D'après le texte source, sur quoi Erwan Leliveld se fonde-t-il pour dire que la nouvelle politique de Ciney pour le centre-ville semble bien fonctionner ? Répondez en une à trois phrases.

Texte source
* * *
Namur : la capitale garde le cap
Avec ses 668 commerces, Namur reste le poids lourd commercial de la province et même en Wallonie, classée tout juste derrière Liège (1148 commerces) et bien devant Tournai en troisième position (417). Si son taux de vacance grimpe de 17,2 % à 18,7 %, la ville se maintient malgré tout en dessous de la moyenne wallonne. « Il y a encore beaucoup de magasins et d’équipements dans le centre-ville, ce qui permet à Namur de rester relativement attractif », complète Erwan Leliveld, chargé de projet et analyste marketing à l’AMCV.
Namur semble tirer son épingle du jeu. Loin des grandes enseignes qui s’installent en périphérie pour bénéficier de parkings gratuits, la capitale wallonne conserve un équilibre intéressant entre proximité (32 %), shopping (27,5 %) et horeca (29,9 %). Contrairement à de nombreuses Communes qui abandonnent progressivement le shopping. « À l’échelle de la province, le phénomène prend de l’ampleur, avec des villes comme Andenne où 52 % des commerces sont dédiés à la proximité », relève l’analyste. Namur se maintient et se positionne comme la 4eville la plus attractive pour ce type de commerce. « Dans l’hypercentre, les artères phares comme la rue de l’Ange et la rue de Fer réduisent leur taux de vacance à 10,6 %, contre 14,1 % en 2023. » Preuve que le cœur de Namur bat encore, et pas juste au rythme des cafés et des restaurants.
Ciney : petite ville, grands progrès
Ciney joue dans la cour des grands avec une réduction impressionnante de son taux de cellules vides, passant de 23,4 % à 18 %. Avec 170 commerces, la proximité (47,6 %) mène la danse, suivie par l’horeca (26,5 %) et le shopping (19,4 %). À l’instar de Namur, la ville a compris qu’il fallait revitaliser le cœur de ville plutôt que de repousser les commerces à la périphérie. La clé du succès? « Ils ont adopté une nouvelle politique pour le centre-ville, et ça a l’air de bien fonctionner puisque le taux de cellules vides a baissé de plus de 5 % », note Erwan Leliveld. En effet, au lieu d’implanter de nouveaux commerces en périphérie, la ville a choisi de revitaliser son cœur de ville.
Mais Ciney ne se repose pas sur ses lauriers. « Ils organisent de nombreuses activités qui attirent de plus en plus de monde au centre-ville. » Cette combinaison d’initiatives commerciales et d’animations dynamise le commerce local, faisant de la ville un « bon élève » du paysage wallon.
* * *
Jeu de données
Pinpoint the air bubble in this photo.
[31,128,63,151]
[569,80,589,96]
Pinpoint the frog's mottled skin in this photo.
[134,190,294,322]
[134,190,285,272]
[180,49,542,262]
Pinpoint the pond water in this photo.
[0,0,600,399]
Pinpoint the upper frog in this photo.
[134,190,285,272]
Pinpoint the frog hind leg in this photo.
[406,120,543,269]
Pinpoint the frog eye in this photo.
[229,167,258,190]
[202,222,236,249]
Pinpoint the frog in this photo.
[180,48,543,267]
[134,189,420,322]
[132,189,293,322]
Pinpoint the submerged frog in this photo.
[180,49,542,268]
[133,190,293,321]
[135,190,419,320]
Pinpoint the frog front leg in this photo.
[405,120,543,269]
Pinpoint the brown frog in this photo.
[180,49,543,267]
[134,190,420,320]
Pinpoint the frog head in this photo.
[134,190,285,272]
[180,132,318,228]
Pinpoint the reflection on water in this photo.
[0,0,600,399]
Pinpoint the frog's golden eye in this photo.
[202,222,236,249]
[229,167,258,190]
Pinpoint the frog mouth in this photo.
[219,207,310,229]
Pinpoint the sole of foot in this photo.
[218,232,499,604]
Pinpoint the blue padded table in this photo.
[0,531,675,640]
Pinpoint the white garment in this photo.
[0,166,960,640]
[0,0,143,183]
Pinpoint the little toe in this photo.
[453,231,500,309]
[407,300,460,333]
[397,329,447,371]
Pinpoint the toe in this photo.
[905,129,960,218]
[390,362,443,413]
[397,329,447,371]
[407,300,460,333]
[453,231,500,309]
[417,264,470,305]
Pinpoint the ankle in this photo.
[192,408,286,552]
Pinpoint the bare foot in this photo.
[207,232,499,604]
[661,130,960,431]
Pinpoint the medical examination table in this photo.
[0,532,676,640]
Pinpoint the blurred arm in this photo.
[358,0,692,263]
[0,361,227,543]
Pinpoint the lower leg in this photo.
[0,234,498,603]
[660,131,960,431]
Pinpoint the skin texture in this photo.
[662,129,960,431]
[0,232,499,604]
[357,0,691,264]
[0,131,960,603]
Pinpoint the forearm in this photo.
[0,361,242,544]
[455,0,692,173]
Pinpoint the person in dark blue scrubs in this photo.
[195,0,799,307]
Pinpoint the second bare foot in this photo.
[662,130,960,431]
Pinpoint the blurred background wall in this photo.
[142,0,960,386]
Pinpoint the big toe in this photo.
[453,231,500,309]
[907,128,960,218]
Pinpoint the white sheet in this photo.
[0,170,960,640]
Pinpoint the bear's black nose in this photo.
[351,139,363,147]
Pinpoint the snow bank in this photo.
* * *
Corrigé
Il se fonde sur la baisse du taux de vacance. À Ciney, la part des commerces vides a reculé de plus de 5 %, passant de 23,4 % à 18 %.